YOUR GOAL
In the forum thread on nulling amplifier offset, what is the 47K input resistor connected to?

QUOTED PASSAGE
----
Lisandro_P
You could create a negative reference of two forward baised diodes and put a trim pot across them. Connect the 47K input resistor to the wiper of this pot and you can pull the base down so that emmiter is sitting just below ground. The pot can be nulled for zero offset at output. You really might want to ac couple the feedback resistor to ground since the DC offset is going to drift on this thing. Especially without the benifit of a long tailed pair diff amp for a front end.
H.H.
You could create a negative reference of two forward baised diodes and put a trim pot across them. Connect the 47K input resistor to the wiper of this pot and you can pull the base down so that emmiter is sitting just below ground. The pot can be nulled for zero offset at output. You really might want to ac couple the feedback resistor to ground since the DC offset is going to drift on this thing. Especially without the benifit of a long tailed pair diff amp for a front end.
----
SOURCE INFORMATION

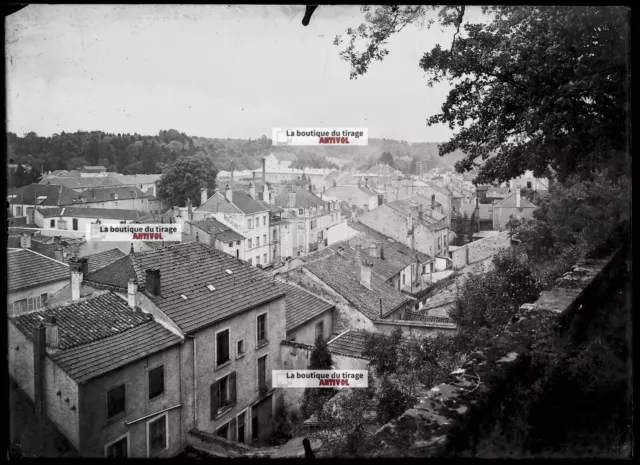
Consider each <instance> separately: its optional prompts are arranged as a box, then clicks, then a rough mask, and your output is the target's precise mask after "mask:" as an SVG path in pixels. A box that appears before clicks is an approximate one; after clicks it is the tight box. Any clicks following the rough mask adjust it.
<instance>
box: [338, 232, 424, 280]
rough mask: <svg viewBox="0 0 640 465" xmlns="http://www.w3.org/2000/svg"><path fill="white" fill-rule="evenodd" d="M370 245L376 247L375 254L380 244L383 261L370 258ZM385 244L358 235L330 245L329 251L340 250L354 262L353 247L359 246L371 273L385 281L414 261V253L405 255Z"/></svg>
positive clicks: (380, 259) (370, 238) (396, 275)
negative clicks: (370, 266)
mask: <svg viewBox="0 0 640 465" xmlns="http://www.w3.org/2000/svg"><path fill="white" fill-rule="evenodd" d="M372 244H373V245H375V246H376V253H378V251H379V249H378V247H379V245H380V244H382V247H383V249H384V259H382V258H375V257H371V256H370V251H369V247H370V246H371V245H372ZM387 244H388V241H379V240H375V239H373V238H371V237H369V236H367V235H366V234H364V233H360V234H358V235H356V236H354V237H352V238H351V239H349V240H346V241H340V242H336V243H335V244H332V245H330V246H329V249H331V250H333V251H334V252H337V251H338V250H341V252H342V254H343V255H344V256H345V257H347V258H349V259H350V260H355V258H356V250H355V247H356V245H360V246H361V247H362V257H363V258H365V259H366V260H367V261H369V262H371V263H373V273H375V274H377V275H378V276H379V277H380V278H381V279H383V280H384V281H387V280H389V279H391V278H393V277H394V276H397V275H398V273H400V272H401V271H402V270H404V269H405V268H406V267H408V266H409V265H411V263H415V261H416V259H415V253H414V254H411V253H409V254H407V253H405V251H402V252H401V251H399V250H397V249H395V248H392V247H389V246H388V245H387ZM325 250H326V249H325Z"/></svg>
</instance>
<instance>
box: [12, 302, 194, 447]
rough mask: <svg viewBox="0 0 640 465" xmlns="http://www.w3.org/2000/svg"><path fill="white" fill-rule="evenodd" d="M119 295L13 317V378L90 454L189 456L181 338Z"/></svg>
mask: <svg viewBox="0 0 640 465" xmlns="http://www.w3.org/2000/svg"><path fill="white" fill-rule="evenodd" d="M134 304H135V302H129V304H128V303H127V301H126V300H124V299H122V298H120V297H118V296H117V295H116V294H115V293H113V292H111V291H101V292H97V293H95V294H92V295H90V296H88V297H86V298H82V299H76V300H73V301H71V302H69V303H67V304H64V305H62V306H58V307H48V308H45V309H40V310H38V311H36V312H32V313H28V314H24V315H19V316H14V317H12V318H10V319H9V325H8V326H9V331H8V339H9V347H10V350H9V354H8V358H9V372H10V376H11V378H12V379H13V381H14V382H15V383H16V384H17V385H18V387H19V388H21V389H22V390H23V391H24V392H25V393H26V394H27V395H28V397H29V398H30V399H31V400H32V401H33V402H34V404H35V406H36V412H38V413H39V414H40V415H46V416H47V417H48V418H49V419H50V420H51V421H52V422H53V423H54V424H55V425H56V427H57V428H58V429H59V430H60V432H62V433H63V434H64V436H65V437H66V438H67V439H68V440H69V442H70V443H71V444H72V445H73V446H74V448H75V449H76V450H77V452H78V454H79V455H80V456H82V457H140V458H141V457H145V458H147V457H150V458H152V457H171V456H174V455H177V454H178V453H179V452H181V450H182V434H181V420H182V418H181V417H182V415H183V413H182V399H181V391H180V389H179V385H180V382H181V379H180V373H181V372H182V364H181V360H180V348H181V344H182V343H183V339H182V338H180V337H179V336H177V335H176V334H174V333H173V332H171V331H169V330H168V329H166V328H165V327H164V326H163V325H161V324H160V323H158V322H157V321H155V320H154V318H153V317H152V316H151V315H150V314H148V313H144V312H143V311H142V310H140V308H138V307H137V306H135V305H134Z"/></svg>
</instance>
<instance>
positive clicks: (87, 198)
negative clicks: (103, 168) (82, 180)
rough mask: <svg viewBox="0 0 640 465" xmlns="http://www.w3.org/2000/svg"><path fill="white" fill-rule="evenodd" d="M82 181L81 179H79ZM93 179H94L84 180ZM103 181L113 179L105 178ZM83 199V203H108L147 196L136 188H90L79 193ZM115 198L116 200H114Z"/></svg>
mask: <svg viewBox="0 0 640 465" xmlns="http://www.w3.org/2000/svg"><path fill="white" fill-rule="evenodd" d="M81 179H82V178H81ZM84 179H94V178H84ZM103 179H113V178H108V177H105V178H103ZM79 195H81V196H83V197H84V202H86V203H92V202H108V201H111V200H128V199H140V198H142V199H146V198H147V194H145V193H144V192H142V191H141V190H140V189H138V188H137V187H136V186H113V187H95V188H94V187H92V188H90V189H85V190H83V191H82V192H80V193H79ZM116 197H117V198H116Z"/></svg>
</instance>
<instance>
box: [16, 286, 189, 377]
mask: <svg viewBox="0 0 640 465" xmlns="http://www.w3.org/2000/svg"><path fill="white" fill-rule="evenodd" d="M47 316H54V317H55V318H56V322H57V324H58V344H59V347H58V350H56V351H54V352H53V353H51V354H50V357H51V359H52V360H53V361H54V362H55V363H56V364H57V365H58V366H59V367H60V368H62V370H63V371H65V372H66V373H67V374H68V375H69V376H71V378H73V379H74V380H76V381H77V382H78V383H83V382H85V381H87V380H89V379H92V378H95V377H97V376H100V375H103V374H105V373H107V372H109V371H111V370H115V369H117V368H120V367H122V366H125V365H127V364H129V363H131V362H134V361H136V360H139V359H141V358H145V357H148V356H149V355H151V354H154V353H157V352H160V351H161V350H164V349H166V348H168V347H171V346H174V345H176V344H178V343H180V342H181V339H180V338H179V337H178V336H176V335H175V334H173V333H172V332H170V331H169V330H167V329H165V328H164V327H163V326H162V325H160V324H159V323H157V322H156V321H155V320H154V319H153V317H152V316H151V315H150V314H148V313H144V312H142V311H141V310H140V309H135V310H134V309H131V308H130V307H129V306H128V305H127V303H126V302H125V301H124V300H123V299H121V298H120V297H118V296H116V295H115V294H114V293H112V292H108V291H103V292H97V293H94V294H92V295H90V296H88V297H85V298H83V299H80V300H79V301H76V302H70V303H67V304H64V305H62V306H59V307H53V308H46V309H45V310H43V311H40V312H36V313H29V314H26V315H21V316H18V317H15V318H13V321H14V322H15V324H16V326H17V327H18V328H19V329H20V330H21V331H22V332H24V333H25V335H27V336H28V337H33V331H34V330H35V329H36V328H37V326H38V325H39V324H40V323H41V322H42V321H44V320H45V317H47Z"/></svg>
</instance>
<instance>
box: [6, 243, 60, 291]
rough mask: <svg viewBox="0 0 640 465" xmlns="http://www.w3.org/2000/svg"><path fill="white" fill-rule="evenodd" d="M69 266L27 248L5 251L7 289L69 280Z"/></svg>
mask: <svg viewBox="0 0 640 465" xmlns="http://www.w3.org/2000/svg"><path fill="white" fill-rule="evenodd" d="M70 276H71V275H70V274H69V266H68V265H66V264H65V263H61V262H59V261H57V260H55V259H53V258H49V257H46V256H44V255H40V254H39V253H36V252H34V251H32V250H29V249H19V250H16V249H11V250H8V251H7V291H8V292H15V291H18V290H20V289H26V288H29V287H34V286H40V285H43V284H48V283H54V282H57V281H63V280H69V279H70Z"/></svg>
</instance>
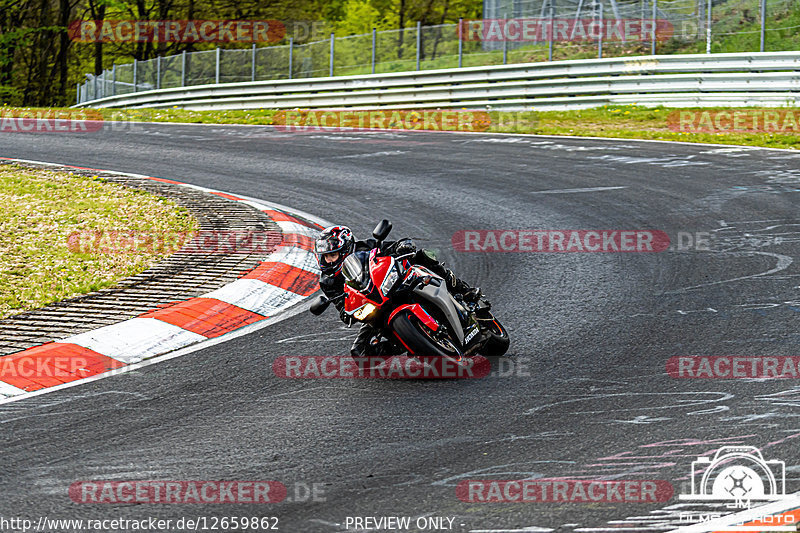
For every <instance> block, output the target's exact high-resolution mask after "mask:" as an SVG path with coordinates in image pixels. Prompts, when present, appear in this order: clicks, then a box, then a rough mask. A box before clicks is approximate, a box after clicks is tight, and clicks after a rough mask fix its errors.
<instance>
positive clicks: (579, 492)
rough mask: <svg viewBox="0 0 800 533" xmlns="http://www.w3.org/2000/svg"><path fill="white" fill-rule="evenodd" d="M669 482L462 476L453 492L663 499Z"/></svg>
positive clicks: (496, 499)
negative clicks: (488, 478)
mask: <svg viewBox="0 0 800 533" xmlns="http://www.w3.org/2000/svg"><path fill="white" fill-rule="evenodd" d="M673 492H674V490H673V488H672V484H671V483H669V482H668V481H662V480H640V479H636V480H613V481H606V480H569V479H532V480H527V479H526V480H465V481H461V482H459V484H458V485H457V486H456V496H457V497H458V499H459V500H461V501H463V502H470V503H476V502H478V503H493V502H511V503H598V502H608V503H610V502H626V503H652V502H666V501H669V500H670V499H671V498H672V495H673Z"/></svg>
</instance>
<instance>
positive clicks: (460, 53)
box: [456, 18, 464, 68]
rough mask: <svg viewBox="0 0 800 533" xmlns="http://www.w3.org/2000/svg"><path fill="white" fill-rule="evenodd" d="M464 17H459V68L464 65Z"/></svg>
mask: <svg viewBox="0 0 800 533" xmlns="http://www.w3.org/2000/svg"><path fill="white" fill-rule="evenodd" d="M463 21H464V19H463V18H459V19H458V31H457V32H456V33H457V35H458V68H461V67H462V66H464V62H463V59H464V34H463V33H462V32H463V31H464V25H463Z"/></svg>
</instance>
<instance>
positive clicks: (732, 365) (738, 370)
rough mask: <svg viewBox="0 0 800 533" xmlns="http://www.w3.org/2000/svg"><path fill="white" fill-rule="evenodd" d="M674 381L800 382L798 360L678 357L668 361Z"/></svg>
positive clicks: (669, 368)
mask: <svg viewBox="0 0 800 533" xmlns="http://www.w3.org/2000/svg"><path fill="white" fill-rule="evenodd" d="M667 374H669V375H670V377H672V378H675V379H687V378H689V379H691V378H693V379H746V378H750V379H786V378H795V379H797V378H800V357H798V356H757V357H753V356H751V357H746V356H721V355H717V356H701V355H697V356H676V357H671V358H670V359H669V360H668V361H667Z"/></svg>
----
RESULT OF THIS EXERCISE
The wiper of a trim pot placed across two forward-biased diodes.